Data =
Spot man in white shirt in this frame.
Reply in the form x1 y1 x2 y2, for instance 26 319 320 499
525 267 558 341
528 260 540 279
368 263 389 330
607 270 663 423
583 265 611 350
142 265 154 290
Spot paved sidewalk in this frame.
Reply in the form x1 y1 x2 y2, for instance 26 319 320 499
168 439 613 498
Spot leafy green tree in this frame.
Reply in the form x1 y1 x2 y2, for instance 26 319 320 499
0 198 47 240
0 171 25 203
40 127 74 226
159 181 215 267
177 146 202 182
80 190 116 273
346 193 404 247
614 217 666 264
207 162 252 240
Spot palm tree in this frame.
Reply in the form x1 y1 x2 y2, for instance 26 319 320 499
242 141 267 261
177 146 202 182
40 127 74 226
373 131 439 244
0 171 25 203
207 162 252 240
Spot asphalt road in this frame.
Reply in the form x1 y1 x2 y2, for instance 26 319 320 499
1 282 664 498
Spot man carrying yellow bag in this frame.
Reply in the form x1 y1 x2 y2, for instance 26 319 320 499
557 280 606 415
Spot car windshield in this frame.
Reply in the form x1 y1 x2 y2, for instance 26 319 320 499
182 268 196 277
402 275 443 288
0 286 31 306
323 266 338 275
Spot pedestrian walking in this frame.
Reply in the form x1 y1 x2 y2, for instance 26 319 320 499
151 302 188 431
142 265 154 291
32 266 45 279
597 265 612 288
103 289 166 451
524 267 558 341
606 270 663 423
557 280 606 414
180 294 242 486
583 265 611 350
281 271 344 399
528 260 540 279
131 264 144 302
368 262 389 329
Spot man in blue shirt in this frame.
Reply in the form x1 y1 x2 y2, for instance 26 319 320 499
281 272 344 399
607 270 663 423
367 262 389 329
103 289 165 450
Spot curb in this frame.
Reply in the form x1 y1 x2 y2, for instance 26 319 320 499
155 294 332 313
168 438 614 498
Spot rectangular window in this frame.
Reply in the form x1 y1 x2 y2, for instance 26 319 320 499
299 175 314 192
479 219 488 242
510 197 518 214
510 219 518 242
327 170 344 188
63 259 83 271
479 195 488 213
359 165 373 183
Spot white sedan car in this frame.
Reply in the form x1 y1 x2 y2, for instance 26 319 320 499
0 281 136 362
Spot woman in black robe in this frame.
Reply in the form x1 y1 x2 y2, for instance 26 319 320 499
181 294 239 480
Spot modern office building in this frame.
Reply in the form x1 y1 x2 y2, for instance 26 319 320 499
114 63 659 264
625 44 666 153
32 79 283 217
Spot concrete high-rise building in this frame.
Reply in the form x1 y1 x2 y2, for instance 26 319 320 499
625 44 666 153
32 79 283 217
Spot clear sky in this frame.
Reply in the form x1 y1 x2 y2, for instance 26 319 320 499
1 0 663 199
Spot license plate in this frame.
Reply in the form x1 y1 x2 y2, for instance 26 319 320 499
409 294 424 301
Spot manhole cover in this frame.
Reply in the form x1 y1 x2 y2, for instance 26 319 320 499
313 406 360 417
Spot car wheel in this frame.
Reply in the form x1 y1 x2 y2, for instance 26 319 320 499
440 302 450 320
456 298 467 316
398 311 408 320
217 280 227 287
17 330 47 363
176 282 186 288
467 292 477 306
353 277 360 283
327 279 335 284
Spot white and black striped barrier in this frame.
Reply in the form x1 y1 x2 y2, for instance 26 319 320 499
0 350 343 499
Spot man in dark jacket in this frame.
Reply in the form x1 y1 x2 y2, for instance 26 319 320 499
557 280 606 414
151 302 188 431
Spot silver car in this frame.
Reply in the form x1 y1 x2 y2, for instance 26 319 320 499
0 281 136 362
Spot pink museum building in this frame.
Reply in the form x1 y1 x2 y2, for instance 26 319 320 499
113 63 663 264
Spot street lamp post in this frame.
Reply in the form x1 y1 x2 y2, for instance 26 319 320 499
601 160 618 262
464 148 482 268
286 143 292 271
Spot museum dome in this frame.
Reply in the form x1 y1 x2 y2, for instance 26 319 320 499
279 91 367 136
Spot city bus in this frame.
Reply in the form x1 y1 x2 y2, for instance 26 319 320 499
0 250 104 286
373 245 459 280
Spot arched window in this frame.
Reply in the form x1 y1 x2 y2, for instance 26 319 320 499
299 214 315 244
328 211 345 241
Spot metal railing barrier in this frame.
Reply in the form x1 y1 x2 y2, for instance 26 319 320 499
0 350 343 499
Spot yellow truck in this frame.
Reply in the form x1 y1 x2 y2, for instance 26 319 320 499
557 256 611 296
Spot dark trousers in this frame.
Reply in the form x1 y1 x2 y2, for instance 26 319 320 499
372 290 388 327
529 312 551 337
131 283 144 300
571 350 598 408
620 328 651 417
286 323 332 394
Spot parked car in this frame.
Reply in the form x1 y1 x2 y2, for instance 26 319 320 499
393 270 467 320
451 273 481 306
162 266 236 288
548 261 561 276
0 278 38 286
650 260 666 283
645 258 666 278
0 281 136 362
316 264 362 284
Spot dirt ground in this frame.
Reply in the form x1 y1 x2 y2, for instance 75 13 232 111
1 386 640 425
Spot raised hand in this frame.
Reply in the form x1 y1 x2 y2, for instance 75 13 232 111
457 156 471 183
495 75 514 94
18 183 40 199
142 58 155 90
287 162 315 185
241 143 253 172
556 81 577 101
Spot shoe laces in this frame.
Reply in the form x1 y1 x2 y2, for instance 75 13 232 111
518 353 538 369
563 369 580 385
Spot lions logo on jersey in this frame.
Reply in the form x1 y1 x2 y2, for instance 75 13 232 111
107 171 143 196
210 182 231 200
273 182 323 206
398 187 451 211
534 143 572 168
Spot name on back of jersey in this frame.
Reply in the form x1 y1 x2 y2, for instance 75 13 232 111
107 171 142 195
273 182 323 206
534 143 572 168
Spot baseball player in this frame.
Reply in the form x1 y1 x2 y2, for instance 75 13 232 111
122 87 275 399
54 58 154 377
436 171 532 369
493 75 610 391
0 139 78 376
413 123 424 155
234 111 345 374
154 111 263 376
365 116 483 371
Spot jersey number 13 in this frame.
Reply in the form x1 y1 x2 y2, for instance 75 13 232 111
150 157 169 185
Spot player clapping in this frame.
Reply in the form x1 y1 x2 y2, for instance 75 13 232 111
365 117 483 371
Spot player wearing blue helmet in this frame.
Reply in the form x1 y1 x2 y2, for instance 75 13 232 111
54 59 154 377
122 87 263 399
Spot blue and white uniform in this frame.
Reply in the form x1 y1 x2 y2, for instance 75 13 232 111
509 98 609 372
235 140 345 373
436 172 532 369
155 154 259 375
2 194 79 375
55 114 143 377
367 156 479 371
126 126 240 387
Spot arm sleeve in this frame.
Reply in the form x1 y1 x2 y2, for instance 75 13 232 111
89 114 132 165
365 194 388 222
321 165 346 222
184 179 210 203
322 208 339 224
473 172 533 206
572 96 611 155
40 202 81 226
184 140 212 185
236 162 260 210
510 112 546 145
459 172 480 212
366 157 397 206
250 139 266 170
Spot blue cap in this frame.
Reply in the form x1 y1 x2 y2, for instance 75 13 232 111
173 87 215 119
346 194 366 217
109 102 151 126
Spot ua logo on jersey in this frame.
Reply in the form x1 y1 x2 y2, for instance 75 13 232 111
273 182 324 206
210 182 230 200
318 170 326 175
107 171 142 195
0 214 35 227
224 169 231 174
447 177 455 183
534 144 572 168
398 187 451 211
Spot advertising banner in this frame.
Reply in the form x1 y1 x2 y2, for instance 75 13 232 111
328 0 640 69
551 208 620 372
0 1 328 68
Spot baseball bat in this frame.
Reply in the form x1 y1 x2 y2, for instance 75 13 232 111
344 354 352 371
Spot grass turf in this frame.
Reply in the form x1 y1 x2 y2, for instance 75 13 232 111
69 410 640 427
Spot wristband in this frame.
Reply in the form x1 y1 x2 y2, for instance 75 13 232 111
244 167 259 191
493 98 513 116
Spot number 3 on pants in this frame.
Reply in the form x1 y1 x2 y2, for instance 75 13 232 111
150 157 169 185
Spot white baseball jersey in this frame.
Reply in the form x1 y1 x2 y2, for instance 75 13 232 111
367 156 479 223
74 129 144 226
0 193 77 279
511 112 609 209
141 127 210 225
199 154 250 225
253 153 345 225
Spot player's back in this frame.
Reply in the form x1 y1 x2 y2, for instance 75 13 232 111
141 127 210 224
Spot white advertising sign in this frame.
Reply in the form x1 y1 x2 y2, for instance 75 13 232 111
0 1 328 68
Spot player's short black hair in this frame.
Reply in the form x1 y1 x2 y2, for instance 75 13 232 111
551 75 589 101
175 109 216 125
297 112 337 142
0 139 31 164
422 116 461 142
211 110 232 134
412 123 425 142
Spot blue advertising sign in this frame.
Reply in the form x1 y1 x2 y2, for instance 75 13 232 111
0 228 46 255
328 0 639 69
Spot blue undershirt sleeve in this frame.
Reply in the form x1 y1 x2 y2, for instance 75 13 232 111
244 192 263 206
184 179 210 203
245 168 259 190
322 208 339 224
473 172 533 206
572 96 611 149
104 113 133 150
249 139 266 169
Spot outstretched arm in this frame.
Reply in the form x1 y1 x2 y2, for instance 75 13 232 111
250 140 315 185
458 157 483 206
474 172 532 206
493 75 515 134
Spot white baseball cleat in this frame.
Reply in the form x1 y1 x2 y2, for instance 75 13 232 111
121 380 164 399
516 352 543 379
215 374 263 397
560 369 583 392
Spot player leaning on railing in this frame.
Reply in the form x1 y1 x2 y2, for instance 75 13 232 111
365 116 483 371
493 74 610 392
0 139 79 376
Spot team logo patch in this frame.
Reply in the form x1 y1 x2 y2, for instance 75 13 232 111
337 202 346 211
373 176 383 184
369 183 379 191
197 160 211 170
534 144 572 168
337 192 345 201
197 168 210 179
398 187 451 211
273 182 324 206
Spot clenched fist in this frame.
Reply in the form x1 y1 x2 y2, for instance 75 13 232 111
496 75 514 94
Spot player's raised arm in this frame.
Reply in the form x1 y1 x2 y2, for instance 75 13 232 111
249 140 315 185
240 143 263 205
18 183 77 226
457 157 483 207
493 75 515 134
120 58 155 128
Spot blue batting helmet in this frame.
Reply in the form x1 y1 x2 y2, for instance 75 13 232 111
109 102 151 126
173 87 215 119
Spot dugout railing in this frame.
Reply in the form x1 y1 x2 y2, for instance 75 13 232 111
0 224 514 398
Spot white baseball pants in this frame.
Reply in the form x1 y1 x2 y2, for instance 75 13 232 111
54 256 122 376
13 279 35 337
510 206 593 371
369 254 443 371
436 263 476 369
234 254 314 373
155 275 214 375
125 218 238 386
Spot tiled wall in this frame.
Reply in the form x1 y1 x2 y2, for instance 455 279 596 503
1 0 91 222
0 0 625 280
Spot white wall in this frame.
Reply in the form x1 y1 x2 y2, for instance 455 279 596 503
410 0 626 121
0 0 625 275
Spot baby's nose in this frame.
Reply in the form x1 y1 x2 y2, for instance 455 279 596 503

What is being asked =
Whenever the word "barrier" shows up in a line above, copy that line.

Exercise response =
Spot white and black striped barrier in this frame.
Spot metal railing barrier in this frame.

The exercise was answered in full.